- [Passage to read]:
My (Virtual) Camino – Stage 5 Puente la Reina to Estella #caminodesantiago

Puente la Reina (the Queen’s Bridge) is a small town of approx 2500 people, but it’s an important staging post on the Camino.

Puente la Reina

It’s the main crossing point over the River Arga for both the French and the Aragonese Routes to Santiago, hence the reason that Queen Doña Mayor ordered the bridge to be built to allow the pilgrims safe passage. Its prominence as a pilgrim town accounts for its legacy of historic religious buildings, largely built in the 12th Century.

Buildings of Note

Iglesia de Santiago El Mayor (The Church of Saint James) – 12th century Romanesque church with Moorish influences.

Iglesia del Crucifjio (The Church of the Crucifix) – The existing 15th century church is built on the remains of an earlier 12th century building, but the original Romanesque portico, decorated with fantastic animals and plants, was retained along with the chapter house. The church takes its name from its unusual wooden, Y shaped cross inside which is said to have been donated by German pilgrims who had carried it on their shoulders during their pilgrimage.

- [Data to examine]:
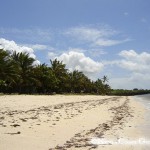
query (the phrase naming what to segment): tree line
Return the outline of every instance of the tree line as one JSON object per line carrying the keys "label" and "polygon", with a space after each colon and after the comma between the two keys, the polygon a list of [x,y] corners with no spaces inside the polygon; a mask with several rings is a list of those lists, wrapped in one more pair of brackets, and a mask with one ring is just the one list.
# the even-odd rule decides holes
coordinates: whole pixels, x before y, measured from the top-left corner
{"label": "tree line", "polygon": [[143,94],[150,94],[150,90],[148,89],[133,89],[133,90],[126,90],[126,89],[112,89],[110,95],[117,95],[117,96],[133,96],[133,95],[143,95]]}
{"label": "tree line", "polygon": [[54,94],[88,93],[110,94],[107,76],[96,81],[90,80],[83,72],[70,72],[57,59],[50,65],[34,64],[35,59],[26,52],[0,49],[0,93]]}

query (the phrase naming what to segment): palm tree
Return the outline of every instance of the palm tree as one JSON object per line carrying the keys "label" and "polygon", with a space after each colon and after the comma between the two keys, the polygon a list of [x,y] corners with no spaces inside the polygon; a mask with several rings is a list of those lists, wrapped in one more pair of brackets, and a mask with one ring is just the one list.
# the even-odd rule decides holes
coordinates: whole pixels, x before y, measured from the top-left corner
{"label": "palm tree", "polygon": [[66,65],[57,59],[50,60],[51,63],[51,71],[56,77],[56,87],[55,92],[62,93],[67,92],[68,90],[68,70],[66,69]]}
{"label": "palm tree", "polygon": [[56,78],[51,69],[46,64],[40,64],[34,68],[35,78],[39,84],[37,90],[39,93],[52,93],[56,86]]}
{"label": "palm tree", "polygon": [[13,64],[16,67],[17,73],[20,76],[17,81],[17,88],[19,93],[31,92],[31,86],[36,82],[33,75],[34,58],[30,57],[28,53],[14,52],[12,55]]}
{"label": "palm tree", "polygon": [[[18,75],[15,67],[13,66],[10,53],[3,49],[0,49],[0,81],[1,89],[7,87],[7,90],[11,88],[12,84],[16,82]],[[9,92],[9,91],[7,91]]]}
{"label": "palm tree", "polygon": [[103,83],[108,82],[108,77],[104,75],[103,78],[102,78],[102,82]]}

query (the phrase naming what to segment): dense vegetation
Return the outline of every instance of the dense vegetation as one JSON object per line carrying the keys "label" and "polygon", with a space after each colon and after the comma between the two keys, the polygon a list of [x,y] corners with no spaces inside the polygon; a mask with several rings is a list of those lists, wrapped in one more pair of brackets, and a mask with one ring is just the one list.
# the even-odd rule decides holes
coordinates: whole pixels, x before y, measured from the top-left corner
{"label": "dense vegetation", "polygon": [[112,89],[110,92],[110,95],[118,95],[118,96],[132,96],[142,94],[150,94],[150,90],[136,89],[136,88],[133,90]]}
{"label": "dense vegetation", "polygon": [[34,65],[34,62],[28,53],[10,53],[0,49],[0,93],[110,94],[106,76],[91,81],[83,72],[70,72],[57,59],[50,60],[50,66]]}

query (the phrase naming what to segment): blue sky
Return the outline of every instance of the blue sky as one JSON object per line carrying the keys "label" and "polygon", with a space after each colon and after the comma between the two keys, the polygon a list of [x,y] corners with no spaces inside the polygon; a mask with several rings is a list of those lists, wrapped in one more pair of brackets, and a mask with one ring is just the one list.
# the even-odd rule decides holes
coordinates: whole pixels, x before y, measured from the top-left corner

==

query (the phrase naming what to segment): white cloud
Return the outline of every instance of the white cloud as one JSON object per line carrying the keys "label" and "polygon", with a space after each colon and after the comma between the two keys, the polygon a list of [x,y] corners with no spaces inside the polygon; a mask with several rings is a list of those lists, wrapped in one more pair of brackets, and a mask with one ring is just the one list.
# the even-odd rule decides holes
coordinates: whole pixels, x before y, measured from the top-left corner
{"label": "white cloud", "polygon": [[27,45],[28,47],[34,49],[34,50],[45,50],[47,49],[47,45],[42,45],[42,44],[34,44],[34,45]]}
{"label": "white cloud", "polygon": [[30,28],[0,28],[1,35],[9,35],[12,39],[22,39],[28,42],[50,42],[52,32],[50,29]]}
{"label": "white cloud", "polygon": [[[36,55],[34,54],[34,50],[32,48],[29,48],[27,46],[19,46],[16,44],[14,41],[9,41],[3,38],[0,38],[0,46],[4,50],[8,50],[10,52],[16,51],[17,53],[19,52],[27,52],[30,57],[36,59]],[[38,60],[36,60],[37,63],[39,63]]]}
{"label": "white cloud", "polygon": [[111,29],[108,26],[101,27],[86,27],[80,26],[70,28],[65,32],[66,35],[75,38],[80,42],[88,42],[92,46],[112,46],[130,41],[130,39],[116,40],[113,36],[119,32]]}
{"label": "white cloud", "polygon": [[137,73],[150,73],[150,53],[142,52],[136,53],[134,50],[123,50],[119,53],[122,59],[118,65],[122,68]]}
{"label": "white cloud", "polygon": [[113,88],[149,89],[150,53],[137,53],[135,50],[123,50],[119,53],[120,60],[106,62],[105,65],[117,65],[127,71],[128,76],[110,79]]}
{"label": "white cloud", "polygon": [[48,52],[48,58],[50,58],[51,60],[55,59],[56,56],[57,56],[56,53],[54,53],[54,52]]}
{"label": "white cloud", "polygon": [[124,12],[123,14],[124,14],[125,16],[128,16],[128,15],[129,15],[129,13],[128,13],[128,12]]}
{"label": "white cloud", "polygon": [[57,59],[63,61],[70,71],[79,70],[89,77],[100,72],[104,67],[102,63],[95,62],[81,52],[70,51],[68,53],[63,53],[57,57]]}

- [Brief 1]: Reproduce word for word the part of the Puente la Reina passage starting with "Iglesia del Crucifjio" and going on through "during their pilgrimage.".
- [Brief 2]: Render this sentence from the Puente la Reina passage in Spanish: "Puente la Reina (the Queen's Bridge) is a small town of approx 2500 people, but it's an important staging post on the Camino."
- [Brief 3]: Pick up the Puente la Reina passage after its final sentence and keep writing.
The lines above come from a separate source, unrelated to the Puente la Reina passage.

- [Response area 1]:
Iglesia del Crucifjio (The Church of the Crucifix) – The existing 15th century church is built on the remains of an earlier 12th century building, but the original Romanesque portico, decorated with fantastic animals and plants, was retained along with the chapter house. The church takes its name from its unusual wooden, Y shaped cross inside which is said to have been donated by German pilgrims who had carried it on their shoulders during their pilgrimage.

- [Response area 2]: Puente la Reina (el Puente de la Reina) es un pueblo pequeño de aproximadamente 2500 habitantes, pero es un importante punto de parada en el Camino.

- [Response area 3]:
The original building was a pilgrim hospital, founded by the Order of the Knights Templar, who were entrusted with the protection of pilgrims from 1142 until the suppression of the Order in the fourteenth century. You can find an interesting article on the history of the Knights Templar here. While it’s generally accepted that the Knights Templar fully disbanded 700 years ago, there are those who believe the order went underground and remains in existence in some form to this day. In the 18th century, some groups, most notably the Freemasons, revived several of the medieval knights’ symbols, rituals and traditions.

The Legend of the Virgin of Puy

Iglesia de San Pedro or Church of Saint Peter is the towns most famous church as it is home to the Virgin of Puy or Txori ( bird in Basque).

When the Queen’s Bridge was originally built it had three defensive towers, one of which featured the renaissance image of the Virgin of Puy. From the year 1824, townspeople began to observe the periodic visits of a txori (bird) that fluttered around the image. It was noted that one bird would regularly clean cobwebs and insects from the statue and even washed the Virgin face with water collected from the river. The villagers deemed this a miracle.

The visits of the txori became an annual tradition, celebrated with the tolling of church bells, religious celebrations and even rocket launches. Despite the noise, the bird was unperturbed and would continue to clean the image. The last documented visit was 1843, the same year that the government authorities decided to demolish the crumbling central tower of the bridge where the image of the Virgin was housed. The statue was relocated to the Church of St Peter, but the bird ceased to visit.

puente la reina leyenda
The Virgin of Puy (Txori)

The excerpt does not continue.